Task details:
Please extract every line of the data below and reproduce each one word for word, in the original order.
****************************************
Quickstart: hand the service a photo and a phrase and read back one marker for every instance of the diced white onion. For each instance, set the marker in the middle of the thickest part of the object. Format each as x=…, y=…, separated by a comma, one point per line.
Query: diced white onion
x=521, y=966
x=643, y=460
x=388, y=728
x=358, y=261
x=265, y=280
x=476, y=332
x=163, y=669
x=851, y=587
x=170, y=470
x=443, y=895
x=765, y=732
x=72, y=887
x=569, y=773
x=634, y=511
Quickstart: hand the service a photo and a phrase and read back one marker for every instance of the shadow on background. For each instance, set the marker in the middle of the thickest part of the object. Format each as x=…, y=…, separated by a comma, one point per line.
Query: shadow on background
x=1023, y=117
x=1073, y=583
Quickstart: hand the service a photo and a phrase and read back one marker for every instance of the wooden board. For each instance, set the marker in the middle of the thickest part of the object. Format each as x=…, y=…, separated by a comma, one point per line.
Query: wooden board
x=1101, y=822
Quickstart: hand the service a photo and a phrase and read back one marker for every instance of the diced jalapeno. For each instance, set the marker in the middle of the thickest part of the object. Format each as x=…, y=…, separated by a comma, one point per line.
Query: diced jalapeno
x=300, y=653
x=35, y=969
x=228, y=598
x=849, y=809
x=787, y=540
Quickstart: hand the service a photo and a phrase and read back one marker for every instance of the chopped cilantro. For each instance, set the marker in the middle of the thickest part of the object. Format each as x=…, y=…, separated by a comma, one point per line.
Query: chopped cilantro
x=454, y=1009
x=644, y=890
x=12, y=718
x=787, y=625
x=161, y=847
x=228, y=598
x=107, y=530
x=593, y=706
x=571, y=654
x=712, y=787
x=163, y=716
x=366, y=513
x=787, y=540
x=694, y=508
****************************************
Answer to this task:
Quickstart: hand the service a photo and a phrase and read back one marker for every instance of the diced white onion. For each instance, set the marker in the middle of the thickest part of the object. Format each as x=…, y=…, separated by a comma, one point per line.
Query: diced white onion
x=521, y=966
x=643, y=460
x=388, y=728
x=358, y=261
x=265, y=280
x=476, y=332
x=163, y=669
x=851, y=587
x=170, y=470
x=443, y=895
x=765, y=732
x=72, y=887
x=569, y=773
x=634, y=511
Quickstart: hand the service a photo and a phrase and read back one marker for every instance of the shadow on background. For each instance, set the marker in the middle of the thickest part of the object. Format each as x=…, y=…, separated by a comma, one point per line.
Query: shadow on background
x=1023, y=117
x=1073, y=583
Quickstart: hand the service a photo and a phrase and read back one marker for every instance of the wooden board. For each instance, set the marker in the middle of the thickest part of the object. Format each as x=…, y=…, separated by a comma, one point per line.
Query: wooden board
x=1101, y=822
Quickstart: hand the service a photo and a phrase and read back one marker for every instance of the diced jalapeno. For each instance, set the marker in the middle of the thickest part of the object. Format each as x=…, y=…, separated by a comma, one point per line.
Query: diced jalapeno
x=300, y=653
x=35, y=969
x=228, y=598
x=849, y=809
x=787, y=540
Quickstart: hand the service a photo and a phrase and read back one marker for every instance of the chopped cilantro. For each instance, set the marker in the middle of the thickest part of the object. Format each as x=…, y=…, separated by a comma, one point per line.
Query: chopped cilantro
x=454, y=1009
x=644, y=890
x=12, y=718
x=787, y=625
x=161, y=847
x=228, y=598
x=107, y=530
x=593, y=706
x=571, y=654
x=712, y=787
x=163, y=716
x=366, y=513
x=787, y=540
x=694, y=508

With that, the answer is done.